▸ AIM OF THE TASK
Quote precisely the final stretch of the listing: start at the line containing "Locate the sky in the photo below" and stop after the last line.

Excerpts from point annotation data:
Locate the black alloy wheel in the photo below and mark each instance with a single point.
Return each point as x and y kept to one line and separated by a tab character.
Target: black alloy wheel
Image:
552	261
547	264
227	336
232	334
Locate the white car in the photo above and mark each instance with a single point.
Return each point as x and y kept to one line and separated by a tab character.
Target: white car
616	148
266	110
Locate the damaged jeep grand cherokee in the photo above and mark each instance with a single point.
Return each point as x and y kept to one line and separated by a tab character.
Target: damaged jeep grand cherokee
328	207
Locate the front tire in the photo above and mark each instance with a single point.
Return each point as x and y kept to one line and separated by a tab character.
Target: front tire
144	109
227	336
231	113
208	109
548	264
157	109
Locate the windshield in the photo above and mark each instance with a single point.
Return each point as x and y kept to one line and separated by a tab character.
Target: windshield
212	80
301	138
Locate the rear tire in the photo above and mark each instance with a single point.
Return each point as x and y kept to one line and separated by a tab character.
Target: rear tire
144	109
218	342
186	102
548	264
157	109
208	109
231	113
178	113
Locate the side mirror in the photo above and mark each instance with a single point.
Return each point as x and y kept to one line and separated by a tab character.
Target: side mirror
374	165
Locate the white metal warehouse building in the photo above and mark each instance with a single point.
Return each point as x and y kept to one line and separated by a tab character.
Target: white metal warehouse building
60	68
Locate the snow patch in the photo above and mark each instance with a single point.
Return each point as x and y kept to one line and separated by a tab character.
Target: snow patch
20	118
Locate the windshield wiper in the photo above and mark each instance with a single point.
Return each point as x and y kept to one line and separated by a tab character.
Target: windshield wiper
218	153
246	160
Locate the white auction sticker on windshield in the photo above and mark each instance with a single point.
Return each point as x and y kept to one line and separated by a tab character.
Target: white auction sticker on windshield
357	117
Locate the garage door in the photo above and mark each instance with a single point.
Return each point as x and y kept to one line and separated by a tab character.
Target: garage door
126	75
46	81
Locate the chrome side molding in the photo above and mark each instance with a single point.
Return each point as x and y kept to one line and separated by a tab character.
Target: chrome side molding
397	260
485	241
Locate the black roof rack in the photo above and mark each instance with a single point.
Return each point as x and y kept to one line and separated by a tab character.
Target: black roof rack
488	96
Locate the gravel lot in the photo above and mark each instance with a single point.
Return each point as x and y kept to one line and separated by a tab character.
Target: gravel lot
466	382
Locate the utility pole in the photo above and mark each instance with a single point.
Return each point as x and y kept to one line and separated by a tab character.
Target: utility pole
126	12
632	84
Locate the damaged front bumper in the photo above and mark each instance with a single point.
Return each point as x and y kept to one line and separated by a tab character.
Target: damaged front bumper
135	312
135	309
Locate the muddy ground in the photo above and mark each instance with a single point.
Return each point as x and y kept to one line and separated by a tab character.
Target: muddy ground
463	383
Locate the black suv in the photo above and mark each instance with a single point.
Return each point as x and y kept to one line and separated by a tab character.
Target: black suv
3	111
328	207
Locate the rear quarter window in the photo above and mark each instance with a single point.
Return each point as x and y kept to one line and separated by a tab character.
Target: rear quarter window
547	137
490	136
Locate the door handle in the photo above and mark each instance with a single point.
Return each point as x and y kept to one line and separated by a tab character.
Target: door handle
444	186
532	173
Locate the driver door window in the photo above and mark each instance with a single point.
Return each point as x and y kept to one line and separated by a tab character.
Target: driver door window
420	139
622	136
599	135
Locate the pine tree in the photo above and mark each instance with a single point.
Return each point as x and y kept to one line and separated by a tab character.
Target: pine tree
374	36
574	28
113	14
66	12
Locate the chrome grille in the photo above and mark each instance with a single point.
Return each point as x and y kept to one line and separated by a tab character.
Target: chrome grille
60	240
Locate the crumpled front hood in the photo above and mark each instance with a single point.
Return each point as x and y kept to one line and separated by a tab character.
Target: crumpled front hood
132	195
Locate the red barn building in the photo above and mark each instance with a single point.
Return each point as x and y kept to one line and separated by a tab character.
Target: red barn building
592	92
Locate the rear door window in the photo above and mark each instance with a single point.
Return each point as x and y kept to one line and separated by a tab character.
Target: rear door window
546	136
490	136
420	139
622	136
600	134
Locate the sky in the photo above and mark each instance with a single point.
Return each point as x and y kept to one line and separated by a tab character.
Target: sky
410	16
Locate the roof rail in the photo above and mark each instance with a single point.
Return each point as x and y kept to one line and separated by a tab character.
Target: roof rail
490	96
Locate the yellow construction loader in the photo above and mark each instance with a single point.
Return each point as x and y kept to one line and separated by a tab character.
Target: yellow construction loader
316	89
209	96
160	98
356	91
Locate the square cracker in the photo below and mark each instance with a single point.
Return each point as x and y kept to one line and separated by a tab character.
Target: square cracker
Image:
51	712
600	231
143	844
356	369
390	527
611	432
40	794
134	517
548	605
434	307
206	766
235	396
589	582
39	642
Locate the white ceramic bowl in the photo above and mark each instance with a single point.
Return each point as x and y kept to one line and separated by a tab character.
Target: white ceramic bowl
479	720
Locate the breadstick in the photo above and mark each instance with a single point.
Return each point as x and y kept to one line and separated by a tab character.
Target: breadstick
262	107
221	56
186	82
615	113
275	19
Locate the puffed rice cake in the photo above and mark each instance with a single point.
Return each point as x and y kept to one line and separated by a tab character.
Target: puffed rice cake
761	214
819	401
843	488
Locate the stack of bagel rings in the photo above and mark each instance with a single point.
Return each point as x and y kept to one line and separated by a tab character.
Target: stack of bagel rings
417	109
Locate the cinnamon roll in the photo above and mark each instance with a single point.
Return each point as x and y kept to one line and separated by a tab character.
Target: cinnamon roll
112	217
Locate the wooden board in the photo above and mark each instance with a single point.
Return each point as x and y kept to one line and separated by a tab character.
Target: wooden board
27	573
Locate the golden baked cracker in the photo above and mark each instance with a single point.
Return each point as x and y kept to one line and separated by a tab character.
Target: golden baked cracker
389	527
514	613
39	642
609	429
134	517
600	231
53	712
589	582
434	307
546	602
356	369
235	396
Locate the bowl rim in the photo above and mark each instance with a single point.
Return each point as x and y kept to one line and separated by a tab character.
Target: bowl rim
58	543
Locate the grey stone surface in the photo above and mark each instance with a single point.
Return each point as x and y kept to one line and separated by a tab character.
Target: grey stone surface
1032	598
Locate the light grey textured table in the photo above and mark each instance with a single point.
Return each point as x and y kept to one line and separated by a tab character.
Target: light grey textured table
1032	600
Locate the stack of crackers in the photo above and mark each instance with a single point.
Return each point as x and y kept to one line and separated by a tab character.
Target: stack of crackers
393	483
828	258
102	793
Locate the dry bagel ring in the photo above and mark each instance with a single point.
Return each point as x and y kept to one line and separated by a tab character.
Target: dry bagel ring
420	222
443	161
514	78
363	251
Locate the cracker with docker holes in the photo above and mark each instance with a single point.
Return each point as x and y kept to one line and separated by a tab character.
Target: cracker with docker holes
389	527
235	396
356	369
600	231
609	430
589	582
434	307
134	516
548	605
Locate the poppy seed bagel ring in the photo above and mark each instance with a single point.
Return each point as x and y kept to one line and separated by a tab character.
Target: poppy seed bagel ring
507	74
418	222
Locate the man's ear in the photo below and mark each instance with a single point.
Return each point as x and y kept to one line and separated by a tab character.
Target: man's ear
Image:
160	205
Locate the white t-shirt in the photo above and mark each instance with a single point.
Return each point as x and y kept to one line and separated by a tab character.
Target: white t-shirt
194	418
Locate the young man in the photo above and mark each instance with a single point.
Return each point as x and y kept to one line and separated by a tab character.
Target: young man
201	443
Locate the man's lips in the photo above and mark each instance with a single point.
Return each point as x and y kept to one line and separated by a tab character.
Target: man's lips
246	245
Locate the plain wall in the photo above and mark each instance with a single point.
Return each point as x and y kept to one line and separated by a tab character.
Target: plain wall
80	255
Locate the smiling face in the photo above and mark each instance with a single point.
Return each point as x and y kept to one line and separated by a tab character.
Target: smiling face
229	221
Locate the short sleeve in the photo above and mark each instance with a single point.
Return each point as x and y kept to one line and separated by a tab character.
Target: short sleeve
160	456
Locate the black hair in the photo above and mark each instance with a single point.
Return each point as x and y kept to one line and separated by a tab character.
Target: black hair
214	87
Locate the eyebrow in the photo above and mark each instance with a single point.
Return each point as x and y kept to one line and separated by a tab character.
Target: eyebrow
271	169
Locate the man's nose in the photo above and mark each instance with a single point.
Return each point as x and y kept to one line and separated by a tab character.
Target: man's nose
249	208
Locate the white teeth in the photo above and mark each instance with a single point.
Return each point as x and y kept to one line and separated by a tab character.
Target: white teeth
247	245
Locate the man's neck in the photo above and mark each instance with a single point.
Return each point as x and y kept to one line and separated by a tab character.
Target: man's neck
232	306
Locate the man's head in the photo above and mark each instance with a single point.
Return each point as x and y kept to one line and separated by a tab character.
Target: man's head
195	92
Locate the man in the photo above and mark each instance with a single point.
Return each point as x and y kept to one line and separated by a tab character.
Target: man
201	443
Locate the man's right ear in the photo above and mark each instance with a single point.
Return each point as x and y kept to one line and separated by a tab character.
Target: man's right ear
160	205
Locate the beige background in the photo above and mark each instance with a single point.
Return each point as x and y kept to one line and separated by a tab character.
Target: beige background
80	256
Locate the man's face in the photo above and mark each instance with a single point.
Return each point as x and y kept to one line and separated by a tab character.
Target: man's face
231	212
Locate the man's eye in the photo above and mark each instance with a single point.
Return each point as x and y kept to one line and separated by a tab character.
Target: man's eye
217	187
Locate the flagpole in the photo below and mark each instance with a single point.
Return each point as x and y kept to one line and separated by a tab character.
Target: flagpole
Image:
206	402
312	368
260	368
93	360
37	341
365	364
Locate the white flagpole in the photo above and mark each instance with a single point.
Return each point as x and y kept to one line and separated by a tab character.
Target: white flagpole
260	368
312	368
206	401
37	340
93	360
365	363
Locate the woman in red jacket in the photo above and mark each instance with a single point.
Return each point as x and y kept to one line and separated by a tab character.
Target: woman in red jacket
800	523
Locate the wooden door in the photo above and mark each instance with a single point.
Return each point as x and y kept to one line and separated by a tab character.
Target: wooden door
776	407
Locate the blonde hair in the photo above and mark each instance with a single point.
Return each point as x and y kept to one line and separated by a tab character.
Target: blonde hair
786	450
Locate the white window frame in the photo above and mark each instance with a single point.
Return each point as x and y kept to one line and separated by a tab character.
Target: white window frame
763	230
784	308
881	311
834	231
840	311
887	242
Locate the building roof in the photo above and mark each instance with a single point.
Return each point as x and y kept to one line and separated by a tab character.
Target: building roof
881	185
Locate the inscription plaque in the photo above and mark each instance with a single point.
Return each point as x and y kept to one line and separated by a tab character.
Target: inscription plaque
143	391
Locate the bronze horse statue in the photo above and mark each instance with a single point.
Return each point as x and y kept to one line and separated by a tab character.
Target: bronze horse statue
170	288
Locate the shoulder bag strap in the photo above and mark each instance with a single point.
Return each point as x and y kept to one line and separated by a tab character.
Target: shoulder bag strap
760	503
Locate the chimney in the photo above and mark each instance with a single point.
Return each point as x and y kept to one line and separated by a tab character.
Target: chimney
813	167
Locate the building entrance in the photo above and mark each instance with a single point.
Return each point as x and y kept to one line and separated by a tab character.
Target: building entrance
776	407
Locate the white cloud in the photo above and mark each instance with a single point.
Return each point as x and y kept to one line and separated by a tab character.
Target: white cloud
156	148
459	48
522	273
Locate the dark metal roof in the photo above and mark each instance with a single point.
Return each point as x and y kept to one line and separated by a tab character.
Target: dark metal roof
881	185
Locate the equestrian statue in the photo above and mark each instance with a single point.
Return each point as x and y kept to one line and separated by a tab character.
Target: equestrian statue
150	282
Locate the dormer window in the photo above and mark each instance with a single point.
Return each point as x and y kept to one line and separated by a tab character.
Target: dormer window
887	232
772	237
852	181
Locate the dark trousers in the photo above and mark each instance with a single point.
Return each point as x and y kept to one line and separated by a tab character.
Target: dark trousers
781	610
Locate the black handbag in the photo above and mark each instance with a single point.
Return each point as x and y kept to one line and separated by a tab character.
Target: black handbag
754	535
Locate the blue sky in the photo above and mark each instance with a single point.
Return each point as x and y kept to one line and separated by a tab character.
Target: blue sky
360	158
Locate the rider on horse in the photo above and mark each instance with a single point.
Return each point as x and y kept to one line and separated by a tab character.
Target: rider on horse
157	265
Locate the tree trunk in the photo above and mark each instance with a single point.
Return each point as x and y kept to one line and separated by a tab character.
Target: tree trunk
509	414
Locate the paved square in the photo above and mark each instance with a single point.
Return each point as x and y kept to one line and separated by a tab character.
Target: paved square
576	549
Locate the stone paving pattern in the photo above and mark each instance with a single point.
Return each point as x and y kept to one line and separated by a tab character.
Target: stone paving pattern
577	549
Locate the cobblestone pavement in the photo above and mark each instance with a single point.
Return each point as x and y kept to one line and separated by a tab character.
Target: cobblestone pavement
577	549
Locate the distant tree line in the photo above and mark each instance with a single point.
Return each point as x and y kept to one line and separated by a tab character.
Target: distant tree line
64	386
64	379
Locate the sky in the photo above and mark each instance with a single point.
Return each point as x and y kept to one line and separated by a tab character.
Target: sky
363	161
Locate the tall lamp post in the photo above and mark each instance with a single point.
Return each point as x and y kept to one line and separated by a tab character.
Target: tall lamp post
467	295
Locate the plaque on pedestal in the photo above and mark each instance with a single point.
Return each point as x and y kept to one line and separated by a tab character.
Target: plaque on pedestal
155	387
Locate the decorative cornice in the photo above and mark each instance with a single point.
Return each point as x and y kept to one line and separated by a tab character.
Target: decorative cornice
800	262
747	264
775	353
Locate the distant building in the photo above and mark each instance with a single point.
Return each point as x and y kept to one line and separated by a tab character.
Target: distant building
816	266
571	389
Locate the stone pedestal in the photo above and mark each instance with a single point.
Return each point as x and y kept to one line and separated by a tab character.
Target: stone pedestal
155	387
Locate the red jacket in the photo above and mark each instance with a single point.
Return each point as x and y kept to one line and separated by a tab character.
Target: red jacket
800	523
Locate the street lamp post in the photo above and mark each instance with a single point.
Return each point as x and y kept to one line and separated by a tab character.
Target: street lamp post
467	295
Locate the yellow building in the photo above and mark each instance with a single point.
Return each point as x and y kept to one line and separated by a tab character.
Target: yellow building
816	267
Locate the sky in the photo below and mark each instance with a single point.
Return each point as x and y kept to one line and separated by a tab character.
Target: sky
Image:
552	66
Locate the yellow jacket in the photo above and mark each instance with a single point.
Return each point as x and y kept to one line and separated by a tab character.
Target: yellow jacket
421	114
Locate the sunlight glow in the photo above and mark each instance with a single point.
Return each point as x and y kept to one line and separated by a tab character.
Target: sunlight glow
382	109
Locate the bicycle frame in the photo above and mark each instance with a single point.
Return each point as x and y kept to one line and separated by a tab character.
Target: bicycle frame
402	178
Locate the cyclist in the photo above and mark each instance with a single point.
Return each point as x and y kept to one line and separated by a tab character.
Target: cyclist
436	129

▸ FINAL RESULT
Locate the sky in the photo below and mark each instance with a single point.
Return each point as x and y kept to one line and separated by a tab character.
Target: sky
Image:
552	66
Locate the yellow jacket in the photo above and mark each instance with a single point.
Return each point as x and y kept to one line and separated by a tab character.
Target: yellow jacket
421	114
Locate the sunlight glow in the photo above and mark each instance with a single point.
Return each point as x and y kept to one line and separated by a tab character.
Target: sunlight glow
382	109
Locate the bicycle frame in the photo above and mark each instance with a single point.
Return each point as x and y kept to one line and separated by a tab character.
Target: bicycle frame
402	178
Locate the cyclist in the photo above and mark each instance with a single point.
Return each point as x and y kept to one line and separated by a tab character.
Target: cyclist
436	129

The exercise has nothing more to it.